[Bounding-box data]

=-=-=-=-=

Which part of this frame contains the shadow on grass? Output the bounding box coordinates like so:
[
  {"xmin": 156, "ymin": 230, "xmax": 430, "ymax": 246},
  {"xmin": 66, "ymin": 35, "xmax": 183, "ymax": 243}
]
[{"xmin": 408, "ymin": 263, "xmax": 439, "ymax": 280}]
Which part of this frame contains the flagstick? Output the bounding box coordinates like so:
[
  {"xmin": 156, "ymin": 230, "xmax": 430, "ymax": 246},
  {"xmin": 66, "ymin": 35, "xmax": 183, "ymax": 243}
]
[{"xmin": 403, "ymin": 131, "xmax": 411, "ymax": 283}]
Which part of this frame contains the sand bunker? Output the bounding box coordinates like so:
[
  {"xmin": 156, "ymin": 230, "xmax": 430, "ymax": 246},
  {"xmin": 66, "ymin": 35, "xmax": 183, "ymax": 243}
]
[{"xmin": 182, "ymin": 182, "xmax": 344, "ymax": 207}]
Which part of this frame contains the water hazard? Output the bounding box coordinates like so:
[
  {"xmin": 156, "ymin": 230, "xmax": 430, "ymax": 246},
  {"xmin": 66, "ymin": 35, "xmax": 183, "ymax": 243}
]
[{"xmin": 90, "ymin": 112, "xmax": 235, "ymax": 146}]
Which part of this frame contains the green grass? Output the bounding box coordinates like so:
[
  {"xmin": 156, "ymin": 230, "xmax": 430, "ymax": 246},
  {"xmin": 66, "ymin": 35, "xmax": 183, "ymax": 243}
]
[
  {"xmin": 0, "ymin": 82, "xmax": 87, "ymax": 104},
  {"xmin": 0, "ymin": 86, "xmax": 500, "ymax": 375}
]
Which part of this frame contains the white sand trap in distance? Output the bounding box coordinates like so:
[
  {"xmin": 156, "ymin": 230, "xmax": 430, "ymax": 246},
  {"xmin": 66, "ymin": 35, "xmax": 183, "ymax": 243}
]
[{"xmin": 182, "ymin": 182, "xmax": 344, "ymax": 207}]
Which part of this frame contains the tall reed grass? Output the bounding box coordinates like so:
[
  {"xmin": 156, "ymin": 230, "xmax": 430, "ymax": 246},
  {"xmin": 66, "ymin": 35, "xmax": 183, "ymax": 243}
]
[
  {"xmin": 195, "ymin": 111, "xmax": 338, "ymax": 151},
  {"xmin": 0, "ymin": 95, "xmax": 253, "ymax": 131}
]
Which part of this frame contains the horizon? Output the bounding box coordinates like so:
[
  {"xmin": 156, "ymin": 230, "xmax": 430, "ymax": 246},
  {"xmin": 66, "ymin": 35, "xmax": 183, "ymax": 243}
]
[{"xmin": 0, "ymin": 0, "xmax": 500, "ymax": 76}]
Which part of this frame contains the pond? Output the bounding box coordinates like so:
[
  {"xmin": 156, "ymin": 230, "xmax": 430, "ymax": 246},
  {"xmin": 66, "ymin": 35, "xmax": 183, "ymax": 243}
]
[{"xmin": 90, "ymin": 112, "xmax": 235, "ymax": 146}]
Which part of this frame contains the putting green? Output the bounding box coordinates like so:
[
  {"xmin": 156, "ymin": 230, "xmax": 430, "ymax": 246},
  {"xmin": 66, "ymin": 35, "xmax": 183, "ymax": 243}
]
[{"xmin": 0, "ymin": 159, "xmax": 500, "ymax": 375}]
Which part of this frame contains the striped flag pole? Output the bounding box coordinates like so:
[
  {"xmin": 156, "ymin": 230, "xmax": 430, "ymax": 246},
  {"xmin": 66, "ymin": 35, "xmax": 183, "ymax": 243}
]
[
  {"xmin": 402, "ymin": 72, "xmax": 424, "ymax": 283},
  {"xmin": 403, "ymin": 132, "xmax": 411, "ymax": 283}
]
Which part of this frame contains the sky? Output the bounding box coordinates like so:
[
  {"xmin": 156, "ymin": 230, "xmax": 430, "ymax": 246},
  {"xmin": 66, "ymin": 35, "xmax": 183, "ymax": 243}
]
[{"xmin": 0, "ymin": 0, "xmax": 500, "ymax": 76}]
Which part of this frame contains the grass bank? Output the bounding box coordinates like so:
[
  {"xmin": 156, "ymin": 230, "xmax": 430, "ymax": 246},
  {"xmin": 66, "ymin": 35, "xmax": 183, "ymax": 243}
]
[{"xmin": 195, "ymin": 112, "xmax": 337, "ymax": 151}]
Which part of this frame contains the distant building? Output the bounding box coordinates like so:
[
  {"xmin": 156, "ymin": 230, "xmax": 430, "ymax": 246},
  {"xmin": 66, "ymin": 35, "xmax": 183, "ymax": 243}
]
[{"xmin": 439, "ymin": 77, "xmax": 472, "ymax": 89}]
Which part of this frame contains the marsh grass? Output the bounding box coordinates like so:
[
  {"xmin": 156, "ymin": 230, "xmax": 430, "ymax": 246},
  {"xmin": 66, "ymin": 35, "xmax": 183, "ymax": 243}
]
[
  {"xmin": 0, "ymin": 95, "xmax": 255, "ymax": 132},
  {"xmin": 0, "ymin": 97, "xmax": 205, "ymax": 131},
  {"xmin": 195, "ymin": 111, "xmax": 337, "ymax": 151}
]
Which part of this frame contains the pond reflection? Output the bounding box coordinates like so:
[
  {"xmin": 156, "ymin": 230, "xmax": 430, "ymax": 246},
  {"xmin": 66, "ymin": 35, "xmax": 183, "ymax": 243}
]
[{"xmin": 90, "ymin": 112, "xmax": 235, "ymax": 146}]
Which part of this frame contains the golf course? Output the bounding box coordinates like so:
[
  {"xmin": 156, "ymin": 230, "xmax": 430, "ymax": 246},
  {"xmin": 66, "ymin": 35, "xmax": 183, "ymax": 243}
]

=-=-=-=-=

Copy all of the data above without changing a single character.

Which part of this frame contains the shadow on grass? Output the bounding box coordinates like so:
[
  {"xmin": 156, "ymin": 230, "xmax": 430, "ymax": 246},
  {"xmin": 66, "ymin": 35, "xmax": 183, "ymax": 243}
]
[{"xmin": 408, "ymin": 263, "xmax": 439, "ymax": 280}]
Which part of this frame contains the flagstick? Output the bounding box coordinates like so:
[
  {"xmin": 156, "ymin": 230, "xmax": 430, "ymax": 246},
  {"xmin": 66, "ymin": 35, "xmax": 183, "ymax": 243}
]
[{"xmin": 403, "ymin": 131, "xmax": 411, "ymax": 283}]
Which part of this frame contains the sand bunker? Output the bounding box coordinates like so:
[
  {"xmin": 156, "ymin": 230, "xmax": 430, "ymax": 246},
  {"xmin": 66, "ymin": 35, "xmax": 183, "ymax": 243}
]
[{"xmin": 182, "ymin": 182, "xmax": 344, "ymax": 207}]
Which part of this frame contains the water hazard? Output the bounding box coordinates like so:
[
  {"xmin": 156, "ymin": 230, "xmax": 430, "ymax": 246},
  {"xmin": 66, "ymin": 35, "xmax": 183, "ymax": 243}
]
[{"xmin": 90, "ymin": 112, "xmax": 235, "ymax": 146}]
Which part of this frame contains the green grass? Output the bounding box coordinates like so:
[
  {"xmin": 156, "ymin": 230, "xmax": 430, "ymax": 246},
  {"xmin": 66, "ymin": 35, "xmax": 183, "ymax": 243}
]
[
  {"xmin": 0, "ymin": 82, "xmax": 87, "ymax": 104},
  {"xmin": 0, "ymin": 86, "xmax": 500, "ymax": 375}
]
Which part of this frame contains the white sand trap in distance? Output the bounding box coordinates like so:
[
  {"xmin": 156, "ymin": 230, "xmax": 430, "ymax": 246},
  {"xmin": 66, "ymin": 35, "xmax": 183, "ymax": 243}
]
[{"xmin": 182, "ymin": 182, "xmax": 344, "ymax": 207}]
Which part of this frame contains the tall reed grass? Output the bounding box coordinates like so:
[
  {"xmin": 156, "ymin": 230, "xmax": 430, "ymax": 246},
  {"xmin": 66, "ymin": 35, "xmax": 183, "ymax": 243}
]
[
  {"xmin": 195, "ymin": 111, "xmax": 338, "ymax": 151},
  {"xmin": 0, "ymin": 95, "xmax": 253, "ymax": 131}
]
Which part of this frame contains the horizon? Output the bounding box coordinates like so:
[
  {"xmin": 156, "ymin": 230, "xmax": 430, "ymax": 246},
  {"xmin": 66, "ymin": 35, "xmax": 183, "ymax": 243}
]
[{"xmin": 0, "ymin": 0, "xmax": 500, "ymax": 76}]
Which part of this frame contains the pond? Output the bounding box coordinates like so:
[
  {"xmin": 156, "ymin": 230, "xmax": 430, "ymax": 246},
  {"xmin": 66, "ymin": 35, "xmax": 183, "ymax": 243}
]
[{"xmin": 90, "ymin": 112, "xmax": 235, "ymax": 146}]
Which part of this frame contains the putting green? Output the bounding box coordinates like so:
[
  {"xmin": 156, "ymin": 230, "xmax": 430, "ymax": 246},
  {"xmin": 66, "ymin": 35, "xmax": 183, "ymax": 243}
]
[{"xmin": 0, "ymin": 159, "xmax": 500, "ymax": 375}]
Which part of this frame contains the striped flag pole? Output the bounding box coordinates like so:
[
  {"xmin": 156, "ymin": 230, "xmax": 430, "ymax": 246},
  {"xmin": 66, "ymin": 35, "xmax": 183, "ymax": 243}
]
[
  {"xmin": 402, "ymin": 72, "xmax": 424, "ymax": 283},
  {"xmin": 403, "ymin": 132, "xmax": 411, "ymax": 283}
]
Which part of this frame contains the sky? Output the bounding box coordinates like so:
[
  {"xmin": 156, "ymin": 230, "xmax": 430, "ymax": 246},
  {"xmin": 66, "ymin": 35, "xmax": 183, "ymax": 243}
]
[{"xmin": 0, "ymin": 0, "xmax": 500, "ymax": 76}]
Which part of this frame contains the grass bank? Output the bounding box coordinates like so:
[
  {"xmin": 156, "ymin": 230, "xmax": 430, "ymax": 246},
  {"xmin": 66, "ymin": 35, "xmax": 183, "ymax": 243}
]
[{"xmin": 195, "ymin": 112, "xmax": 337, "ymax": 151}]
Which part of this frame contains the distant building? Output the bounding box coordinates like so:
[
  {"xmin": 156, "ymin": 230, "xmax": 430, "ymax": 246},
  {"xmin": 66, "ymin": 35, "xmax": 183, "ymax": 243}
]
[{"xmin": 439, "ymin": 77, "xmax": 472, "ymax": 89}]
Which part of this frame contains the marsh grass? Output the bounding box coordinates like so:
[
  {"xmin": 156, "ymin": 230, "xmax": 430, "ymax": 246},
  {"xmin": 66, "ymin": 35, "xmax": 183, "ymax": 243}
]
[
  {"xmin": 0, "ymin": 95, "xmax": 255, "ymax": 132},
  {"xmin": 0, "ymin": 97, "xmax": 205, "ymax": 131},
  {"xmin": 195, "ymin": 111, "xmax": 337, "ymax": 151}
]
Which part of this frame contains the pond reflection? Output the bounding box coordinates like so:
[
  {"xmin": 156, "ymin": 230, "xmax": 430, "ymax": 246},
  {"xmin": 66, "ymin": 35, "xmax": 183, "ymax": 243}
]
[{"xmin": 90, "ymin": 112, "xmax": 235, "ymax": 146}]
Which part of this frame contains the golf course? Output the bounding box coordinates like so:
[
  {"xmin": 156, "ymin": 230, "xmax": 430, "ymax": 246},
  {"xmin": 66, "ymin": 35, "xmax": 183, "ymax": 243}
]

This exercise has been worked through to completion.